Text passage:
+---+
Batch processing multiple files:

# Hash all files in directory
for %f in (C:\Evidence\*) do @certutil -hashfile "%f" SHA256 | findstr /v "hash CertUtil" >> evidence_hashes.txt

# With filenames
for %f in (C:\Evidence\*) do @echo %f && certutil -hashfile "%f" SHA256 | findstr /v "hash CertUtil"

Windows - PowerShell

Single file hashing:

# SHA-256 with clean output
Get-FileHash -Path "evidence.bin" -Algorithm SHA256 | Format-List

# Output:
# Algorithm : SHA256
# Hash      : A1B2C3D4E5F6789012345678901234567890123456789012345678901234567890
# Path      : C:\Evidence\evidence.bin

# Just the hash value
(Get-FileHash -Path "evidence.bin" -Algorithm SHA256).Hash

# Multiple algorithms
@('MD5', 'SHA1', 'SHA256', 'SHA512') | ForEach-Object {
    $hash = Get-FileHash -Path "evidence.bin" -Algorithm $_
    Write-Output "$($_): $($hash.Hash)"
}

Batch processing and export:

# Hash all files in directory tree
Get-ChildItem -Path "C:\Evidence" -Recurse -File |
    Get-FileHash -Algorithm SHA256 |
    Select-Object Algorithm, Hash, Path |
    Export-Csv -Path "evidence_hashes.csv" -NoTypeInformation

# Generate verification report
Get-ChildItem -Path "C:\Evidence" -Recurse -File | ForEach-Object {
    $hash = Get-FileHash -Path $_.FullName -Algorithm SHA256
    [PSCustomObject]@{
        Timestamp = Get-Date -Format "yyyy-MM-dd HH:mm:ss"
+---+
To do:
a - Resize the coordinate listing that follows. Reproduce every line of it in full, multiplying each x and y coordinate by 2.6 and rounding to the nearest whole number, with halves rounded up.
b - Write what comes next in the text on file hashing commands, starting after its last line.

Input rows:
+---+
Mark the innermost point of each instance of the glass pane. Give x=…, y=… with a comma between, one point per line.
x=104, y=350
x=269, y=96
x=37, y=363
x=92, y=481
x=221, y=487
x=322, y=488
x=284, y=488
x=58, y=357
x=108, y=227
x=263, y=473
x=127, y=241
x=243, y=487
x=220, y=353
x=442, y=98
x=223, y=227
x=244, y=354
+---+
Answers provided:
a -
Mark the innermost point of each instance of the glass pane. Give x=…, y=… with a comma between, one point per line.
x=270, y=910
x=699, y=250
x=96, y=944
x=239, y=1251
x=575, y=1266
x=837, y=1269
x=738, y=1269
x=151, y=928
x=281, y=590
x=684, y=1230
x=330, y=627
x=632, y=1266
x=572, y=918
x=1149, y=255
x=580, y=590
x=634, y=920

b -
        Filename = $_.Name
        Path = $_.FullName
        Size = $_.Length
        Created = $_.CreationTime
        Modified = $_.LastWriteTime
        SHA256 = $hash.Hash
        Analyst = $env:USERNAME
    }
} | Export-Csv -Path "evidence_manifest.csv" -NoTypeInformation

# Compare hash against known value
$knownHash = "a1b2c3d4e5f6789012345678901234567890123456789012345678901234567890"
$currentHash = (Get-FileHash -Path "evidence.bin" -Algorithm SHA256).Hash
if ($currentHash -eq $knownHash) {
    Write-Host "✓ VERIFIED: Hash matches" -ForegroundColor Green
} else {
    Write-Host "✗ MISMATCH: File integrity compromised!" -ForegroundColor Red
}

Linux/macOS - Command Line

Basic hashing:

# SHA-256 (Recommended)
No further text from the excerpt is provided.